ACTION ITEM:
In the listing beneath this line, copy exactly the lines starting with the one containing "lookup short sleeve" and going on through the one containing "lookup chin".

DATA TO USE:

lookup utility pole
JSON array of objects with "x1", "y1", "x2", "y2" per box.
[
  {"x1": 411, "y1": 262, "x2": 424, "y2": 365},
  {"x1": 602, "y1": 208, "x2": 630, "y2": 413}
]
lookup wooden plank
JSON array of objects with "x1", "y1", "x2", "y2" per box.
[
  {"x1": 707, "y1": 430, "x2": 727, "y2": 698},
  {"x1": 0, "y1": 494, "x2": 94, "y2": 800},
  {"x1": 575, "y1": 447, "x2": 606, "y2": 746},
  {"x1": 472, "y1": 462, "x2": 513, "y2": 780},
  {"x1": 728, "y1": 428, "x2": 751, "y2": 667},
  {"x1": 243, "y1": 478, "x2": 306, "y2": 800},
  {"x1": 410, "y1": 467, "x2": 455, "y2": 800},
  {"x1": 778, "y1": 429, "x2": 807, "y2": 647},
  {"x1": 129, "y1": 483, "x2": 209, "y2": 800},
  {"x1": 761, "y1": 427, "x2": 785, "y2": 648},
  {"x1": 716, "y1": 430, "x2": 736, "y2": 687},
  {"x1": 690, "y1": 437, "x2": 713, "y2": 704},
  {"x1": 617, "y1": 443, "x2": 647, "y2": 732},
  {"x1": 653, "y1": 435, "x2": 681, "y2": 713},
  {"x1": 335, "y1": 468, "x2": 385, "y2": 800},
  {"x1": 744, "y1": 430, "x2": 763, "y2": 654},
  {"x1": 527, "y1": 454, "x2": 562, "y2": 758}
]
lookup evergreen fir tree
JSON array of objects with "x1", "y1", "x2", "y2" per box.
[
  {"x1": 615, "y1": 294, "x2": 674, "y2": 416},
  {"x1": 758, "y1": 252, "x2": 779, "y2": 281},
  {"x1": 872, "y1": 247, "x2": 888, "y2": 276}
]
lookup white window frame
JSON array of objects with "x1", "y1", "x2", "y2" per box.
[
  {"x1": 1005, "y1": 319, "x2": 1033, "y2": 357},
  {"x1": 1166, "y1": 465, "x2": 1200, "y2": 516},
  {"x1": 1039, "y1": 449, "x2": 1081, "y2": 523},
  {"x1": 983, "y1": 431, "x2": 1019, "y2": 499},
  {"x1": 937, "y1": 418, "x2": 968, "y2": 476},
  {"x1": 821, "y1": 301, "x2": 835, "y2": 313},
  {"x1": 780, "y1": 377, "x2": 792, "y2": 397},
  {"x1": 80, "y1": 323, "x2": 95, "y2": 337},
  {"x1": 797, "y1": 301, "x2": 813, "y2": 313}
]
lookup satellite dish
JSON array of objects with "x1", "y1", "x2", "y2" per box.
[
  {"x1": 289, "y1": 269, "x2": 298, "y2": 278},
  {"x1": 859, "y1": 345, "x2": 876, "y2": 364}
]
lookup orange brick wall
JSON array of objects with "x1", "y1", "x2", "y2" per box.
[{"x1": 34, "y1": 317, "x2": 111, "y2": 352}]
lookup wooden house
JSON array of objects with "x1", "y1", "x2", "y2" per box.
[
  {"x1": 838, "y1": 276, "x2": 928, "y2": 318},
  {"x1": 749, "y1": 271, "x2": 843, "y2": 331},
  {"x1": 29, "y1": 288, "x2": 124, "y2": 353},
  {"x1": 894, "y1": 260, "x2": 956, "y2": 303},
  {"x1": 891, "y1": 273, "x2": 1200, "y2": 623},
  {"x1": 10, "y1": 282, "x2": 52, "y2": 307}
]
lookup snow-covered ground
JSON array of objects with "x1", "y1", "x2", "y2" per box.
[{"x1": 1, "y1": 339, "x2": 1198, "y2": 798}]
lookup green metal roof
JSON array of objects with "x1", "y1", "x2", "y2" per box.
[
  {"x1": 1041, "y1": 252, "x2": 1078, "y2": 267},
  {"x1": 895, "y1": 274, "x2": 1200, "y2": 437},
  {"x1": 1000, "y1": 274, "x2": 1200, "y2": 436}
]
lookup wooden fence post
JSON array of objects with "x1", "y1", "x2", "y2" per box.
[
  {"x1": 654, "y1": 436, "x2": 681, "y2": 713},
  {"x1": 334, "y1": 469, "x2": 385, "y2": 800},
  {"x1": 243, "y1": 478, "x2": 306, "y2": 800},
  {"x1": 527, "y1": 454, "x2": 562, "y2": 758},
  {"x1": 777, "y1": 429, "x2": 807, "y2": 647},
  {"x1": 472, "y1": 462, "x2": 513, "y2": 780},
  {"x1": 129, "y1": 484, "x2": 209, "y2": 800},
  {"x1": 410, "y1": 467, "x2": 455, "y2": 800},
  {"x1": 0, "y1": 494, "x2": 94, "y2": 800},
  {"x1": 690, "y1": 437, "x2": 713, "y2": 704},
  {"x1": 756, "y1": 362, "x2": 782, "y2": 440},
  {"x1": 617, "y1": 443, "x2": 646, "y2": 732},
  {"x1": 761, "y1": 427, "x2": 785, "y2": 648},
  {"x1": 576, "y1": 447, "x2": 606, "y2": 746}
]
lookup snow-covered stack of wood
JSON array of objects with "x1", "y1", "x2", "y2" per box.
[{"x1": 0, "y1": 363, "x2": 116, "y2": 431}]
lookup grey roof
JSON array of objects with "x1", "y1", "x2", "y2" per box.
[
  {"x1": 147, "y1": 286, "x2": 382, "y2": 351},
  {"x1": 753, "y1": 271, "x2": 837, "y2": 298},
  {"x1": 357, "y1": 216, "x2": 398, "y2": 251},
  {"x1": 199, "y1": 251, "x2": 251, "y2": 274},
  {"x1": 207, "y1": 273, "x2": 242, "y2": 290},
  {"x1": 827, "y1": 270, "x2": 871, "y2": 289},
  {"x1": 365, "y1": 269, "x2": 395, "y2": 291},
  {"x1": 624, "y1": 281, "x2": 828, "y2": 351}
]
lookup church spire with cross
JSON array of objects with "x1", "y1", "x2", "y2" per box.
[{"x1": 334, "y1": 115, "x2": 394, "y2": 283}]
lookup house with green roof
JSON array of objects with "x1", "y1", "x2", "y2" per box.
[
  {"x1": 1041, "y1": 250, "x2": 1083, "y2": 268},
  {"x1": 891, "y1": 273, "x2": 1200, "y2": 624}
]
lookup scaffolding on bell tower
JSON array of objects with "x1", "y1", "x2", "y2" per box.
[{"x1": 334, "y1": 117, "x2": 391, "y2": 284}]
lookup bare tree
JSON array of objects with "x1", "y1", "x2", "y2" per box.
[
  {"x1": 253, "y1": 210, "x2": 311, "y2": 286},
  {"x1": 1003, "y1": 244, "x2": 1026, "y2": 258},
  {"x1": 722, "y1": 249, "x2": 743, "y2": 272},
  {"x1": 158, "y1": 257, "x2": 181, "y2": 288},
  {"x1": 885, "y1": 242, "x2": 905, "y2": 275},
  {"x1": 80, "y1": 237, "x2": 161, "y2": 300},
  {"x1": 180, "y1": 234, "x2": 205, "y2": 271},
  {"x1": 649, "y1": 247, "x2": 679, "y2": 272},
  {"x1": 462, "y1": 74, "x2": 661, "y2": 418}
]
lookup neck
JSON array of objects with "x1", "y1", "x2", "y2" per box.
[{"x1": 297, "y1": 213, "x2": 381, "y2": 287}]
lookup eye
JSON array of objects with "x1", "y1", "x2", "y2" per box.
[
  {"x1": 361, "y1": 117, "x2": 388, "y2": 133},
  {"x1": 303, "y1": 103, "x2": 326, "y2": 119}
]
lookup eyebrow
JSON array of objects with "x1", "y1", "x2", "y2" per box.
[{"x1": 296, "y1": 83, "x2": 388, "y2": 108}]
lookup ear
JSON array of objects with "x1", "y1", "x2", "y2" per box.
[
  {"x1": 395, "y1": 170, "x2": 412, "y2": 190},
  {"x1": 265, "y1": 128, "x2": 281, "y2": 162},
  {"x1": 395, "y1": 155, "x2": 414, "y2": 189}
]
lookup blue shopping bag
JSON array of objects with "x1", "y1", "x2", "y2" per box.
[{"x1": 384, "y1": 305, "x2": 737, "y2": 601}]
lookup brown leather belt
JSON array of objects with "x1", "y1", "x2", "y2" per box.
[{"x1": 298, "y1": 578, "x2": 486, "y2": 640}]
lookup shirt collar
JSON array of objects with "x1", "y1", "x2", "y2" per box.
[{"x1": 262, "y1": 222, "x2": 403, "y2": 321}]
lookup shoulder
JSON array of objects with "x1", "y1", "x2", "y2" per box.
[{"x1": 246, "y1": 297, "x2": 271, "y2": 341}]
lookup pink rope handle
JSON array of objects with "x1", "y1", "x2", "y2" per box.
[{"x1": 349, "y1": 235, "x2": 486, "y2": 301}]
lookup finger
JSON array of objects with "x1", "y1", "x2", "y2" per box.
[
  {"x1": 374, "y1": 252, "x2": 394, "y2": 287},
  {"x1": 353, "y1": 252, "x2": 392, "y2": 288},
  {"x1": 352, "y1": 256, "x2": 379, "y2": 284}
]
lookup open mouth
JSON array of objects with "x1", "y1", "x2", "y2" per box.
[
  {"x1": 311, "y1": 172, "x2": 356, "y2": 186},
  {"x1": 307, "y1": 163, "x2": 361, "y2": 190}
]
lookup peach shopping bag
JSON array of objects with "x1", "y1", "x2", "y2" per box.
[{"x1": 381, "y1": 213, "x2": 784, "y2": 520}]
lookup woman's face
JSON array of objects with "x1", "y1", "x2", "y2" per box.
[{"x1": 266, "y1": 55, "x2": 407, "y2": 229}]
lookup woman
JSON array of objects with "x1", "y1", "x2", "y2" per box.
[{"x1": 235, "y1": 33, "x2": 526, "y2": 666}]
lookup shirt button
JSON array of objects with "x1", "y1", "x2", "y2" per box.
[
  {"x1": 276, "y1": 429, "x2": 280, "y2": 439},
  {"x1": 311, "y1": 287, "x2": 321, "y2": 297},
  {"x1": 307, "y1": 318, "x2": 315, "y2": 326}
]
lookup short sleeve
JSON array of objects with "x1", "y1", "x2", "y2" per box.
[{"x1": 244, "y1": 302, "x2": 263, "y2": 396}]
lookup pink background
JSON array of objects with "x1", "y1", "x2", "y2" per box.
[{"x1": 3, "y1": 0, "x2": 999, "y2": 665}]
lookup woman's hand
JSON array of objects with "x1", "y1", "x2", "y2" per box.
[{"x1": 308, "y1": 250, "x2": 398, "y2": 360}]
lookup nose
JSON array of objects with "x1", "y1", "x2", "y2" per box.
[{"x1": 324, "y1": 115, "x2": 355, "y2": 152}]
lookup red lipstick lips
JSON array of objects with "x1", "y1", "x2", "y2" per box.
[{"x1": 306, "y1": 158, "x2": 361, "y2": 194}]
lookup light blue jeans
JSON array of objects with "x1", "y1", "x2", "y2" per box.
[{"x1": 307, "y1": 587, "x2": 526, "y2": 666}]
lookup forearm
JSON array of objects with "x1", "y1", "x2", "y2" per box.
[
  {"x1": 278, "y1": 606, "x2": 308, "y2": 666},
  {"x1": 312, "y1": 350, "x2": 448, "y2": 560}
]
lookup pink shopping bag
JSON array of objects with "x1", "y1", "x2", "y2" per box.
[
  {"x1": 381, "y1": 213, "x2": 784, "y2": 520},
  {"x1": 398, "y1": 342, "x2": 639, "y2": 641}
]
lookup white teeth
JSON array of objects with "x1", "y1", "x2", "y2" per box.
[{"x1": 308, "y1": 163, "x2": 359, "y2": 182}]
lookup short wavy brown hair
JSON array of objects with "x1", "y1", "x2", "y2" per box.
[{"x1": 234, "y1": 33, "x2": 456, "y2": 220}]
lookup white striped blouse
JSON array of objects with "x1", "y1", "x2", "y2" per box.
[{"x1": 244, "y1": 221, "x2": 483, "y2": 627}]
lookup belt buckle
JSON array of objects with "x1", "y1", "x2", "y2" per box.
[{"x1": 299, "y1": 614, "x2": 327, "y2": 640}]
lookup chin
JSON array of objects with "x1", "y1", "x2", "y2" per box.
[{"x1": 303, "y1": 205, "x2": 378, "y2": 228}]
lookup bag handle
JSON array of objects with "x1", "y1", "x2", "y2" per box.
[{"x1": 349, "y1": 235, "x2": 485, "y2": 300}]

YOUR SOLUTION:
lookup short sleeve
JSON array of objects with "x1", "y1", "x2", "y2" per box.
[{"x1": 244, "y1": 302, "x2": 263, "y2": 396}]
lookup pink background
JSON array of objects with "x1", "y1", "x2", "y2" per box.
[{"x1": 3, "y1": 0, "x2": 999, "y2": 665}]
lookup woman's hand
JSON array of objects with "x1", "y1", "x2", "y2" per box.
[{"x1": 308, "y1": 250, "x2": 398, "y2": 360}]
lookup nose
JSON array of objects with "x1", "y1", "x2", "y2" per box.
[{"x1": 324, "y1": 115, "x2": 355, "y2": 152}]
lookup red lipstick lips
JSON array of objects with "x1", "y1", "x2", "y2" per box.
[{"x1": 306, "y1": 158, "x2": 361, "y2": 194}]
lookup light blue jeans
JSON array of objects with "x1", "y1", "x2", "y2" per box.
[{"x1": 307, "y1": 587, "x2": 526, "y2": 666}]
lookup forearm
JSON array of objects with "x1", "y1", "x2", "y2" per box.
[
  {"x1": 278, "y1": 606, "x2": 308, "y2": 666},
  {"x1": 312, "y1": 350, "x2": 448, "y2": 560}
]
lookup pink shopping bag
JSON array of objects with "x1", "y1", "x2", "y2" per box.
[
  {"x1": 381, "y1": 213, "x2": 784, "y2": 520},
  {"x1": 398, "y1": 342, "x2": 639, "y2": 641}
]
lookup white teeth
JSON array of objects with "x1", "y1", "x2", "y2" per box.
[{"x1": 308, "y1": 163, "x2": 359, "y2": 182}]
lookup short wavy brown hair
JSON array of objects with "x1", "y1", "x2", "y2" per box.
[{"x1": 234, "y1": 33, "x2": 456, "y2": 220}]
lookup white striped blouse
JSON array of objects with "x1", "y1", "x2", "y2" per box.
[{"x1": 244, "y1": 221, "x2": 483, "y2": 627}]
lookup belt buckle
JSON array of objects with "x1", "y1", "x2", "y2" per box.
[{"x1": 299, "y1": 614, "x2": 327, "y2": 640}]
lookup chin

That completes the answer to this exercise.